## [PAGE EXTRACT]
** START **
Now thats mint! Stunning!


----------



## S-X-I (Sep 6, 2006)

Excellent work on a classic!


----------



## pampos (Mar 15, 2008)

Amazing car mate!!!!You made a great job on it!!!!


----------



## Jazzy Jase (Jul 10, 2008)

Awesome. One of my all time favourite cars.


----------



## Guest (Sep 25, 2008)

Thanks for all the comments chaps Tim and I really enjoyed detailing this 1


----------



## Envy Car Care (Aug 17, 2006)

Dropped the car back this morning and I'm very pleased to say that the owner was over the moon.
The end results were exactly what he'd hoped for, in fact better than he'd hoped for and I'm very proud of this job (as I'm sure Paul is too!)


----------



## krilinmvp (Sep 10, 2008)

Integrale and Stratos........:argie::driver::argie:
WRC drivers must drives these ones without electronic assitants.


----------



## Finerdetails (Apr 30, 2006)

great job guys


----------



## djcromie (Mar 22, 2007)

great work lads, car looks amazing


----------



## thebigsham (Dec 11, 2007)
** END **
## [AIM OF THE TASK]
Write out the passage of the forum thread between "## Envy Car" and "Paul is too!)", inclusive. Rely only on the forum thread for everything here.

## [PROVIDED DATA]
** START **
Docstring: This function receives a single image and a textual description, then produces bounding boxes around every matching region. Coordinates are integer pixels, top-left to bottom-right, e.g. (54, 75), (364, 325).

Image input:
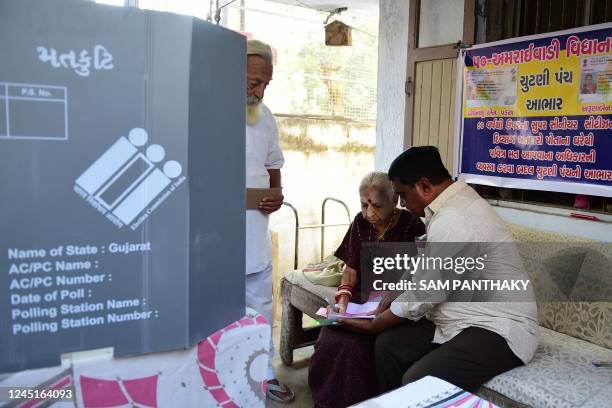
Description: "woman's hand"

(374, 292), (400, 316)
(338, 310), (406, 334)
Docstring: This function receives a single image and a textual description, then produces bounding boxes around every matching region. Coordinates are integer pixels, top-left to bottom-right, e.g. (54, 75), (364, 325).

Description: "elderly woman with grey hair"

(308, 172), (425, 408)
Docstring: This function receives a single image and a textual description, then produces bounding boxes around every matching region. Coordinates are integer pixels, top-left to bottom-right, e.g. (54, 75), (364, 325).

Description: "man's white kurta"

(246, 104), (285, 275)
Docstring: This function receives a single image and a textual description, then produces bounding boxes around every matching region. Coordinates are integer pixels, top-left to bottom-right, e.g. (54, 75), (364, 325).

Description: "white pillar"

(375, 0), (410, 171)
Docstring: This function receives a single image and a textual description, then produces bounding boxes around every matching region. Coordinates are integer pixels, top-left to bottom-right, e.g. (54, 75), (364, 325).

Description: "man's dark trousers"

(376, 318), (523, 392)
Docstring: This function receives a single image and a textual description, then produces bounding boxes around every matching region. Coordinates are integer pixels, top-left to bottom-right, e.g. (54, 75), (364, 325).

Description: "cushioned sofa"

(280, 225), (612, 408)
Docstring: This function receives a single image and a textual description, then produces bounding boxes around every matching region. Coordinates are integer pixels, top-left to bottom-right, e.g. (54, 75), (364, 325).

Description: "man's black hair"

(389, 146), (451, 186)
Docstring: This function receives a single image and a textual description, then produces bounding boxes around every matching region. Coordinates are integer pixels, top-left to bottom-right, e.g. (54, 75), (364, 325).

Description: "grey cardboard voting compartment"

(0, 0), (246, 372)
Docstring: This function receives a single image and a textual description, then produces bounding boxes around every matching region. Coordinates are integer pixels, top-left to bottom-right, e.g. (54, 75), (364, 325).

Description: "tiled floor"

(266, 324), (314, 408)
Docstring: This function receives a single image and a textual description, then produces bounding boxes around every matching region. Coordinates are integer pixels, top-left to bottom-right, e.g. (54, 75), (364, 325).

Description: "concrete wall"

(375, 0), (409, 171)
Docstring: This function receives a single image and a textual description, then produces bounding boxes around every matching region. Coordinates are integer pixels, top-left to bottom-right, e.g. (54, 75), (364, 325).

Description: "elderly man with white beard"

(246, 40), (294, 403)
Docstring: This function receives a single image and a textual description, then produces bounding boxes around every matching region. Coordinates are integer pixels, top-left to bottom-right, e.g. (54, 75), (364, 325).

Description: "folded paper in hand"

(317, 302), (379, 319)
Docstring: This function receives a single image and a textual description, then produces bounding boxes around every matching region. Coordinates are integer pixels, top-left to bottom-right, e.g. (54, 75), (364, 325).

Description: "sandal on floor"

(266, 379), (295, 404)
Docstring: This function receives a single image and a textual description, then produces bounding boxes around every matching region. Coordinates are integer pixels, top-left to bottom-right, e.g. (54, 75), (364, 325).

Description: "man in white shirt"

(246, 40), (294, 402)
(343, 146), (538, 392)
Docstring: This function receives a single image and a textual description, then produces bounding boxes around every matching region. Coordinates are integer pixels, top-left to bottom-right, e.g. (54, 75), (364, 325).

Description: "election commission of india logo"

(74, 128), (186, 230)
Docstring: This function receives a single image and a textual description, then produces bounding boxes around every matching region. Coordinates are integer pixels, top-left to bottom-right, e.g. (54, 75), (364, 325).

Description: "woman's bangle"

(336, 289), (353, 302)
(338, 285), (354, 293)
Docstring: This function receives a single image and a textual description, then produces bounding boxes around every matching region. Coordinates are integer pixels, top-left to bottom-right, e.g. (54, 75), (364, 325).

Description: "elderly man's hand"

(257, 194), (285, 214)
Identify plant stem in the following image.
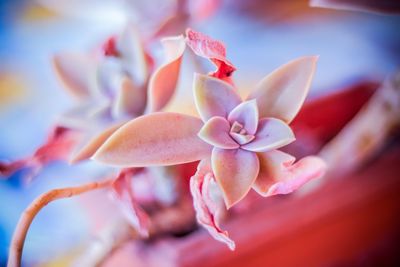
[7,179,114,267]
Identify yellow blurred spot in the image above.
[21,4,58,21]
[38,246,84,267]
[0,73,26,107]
** END **
## [WRITTEN SOLUTION]
## Envy Car Care (Aug 17, 2006)

Dropped the car back this morning and I'm very pleased to say that the owner was over the moon.
The end results were exactly what he'd hoped for, in fact better than he'd hoped for and I'm very proud of this job (as I'm sure Paul is too!)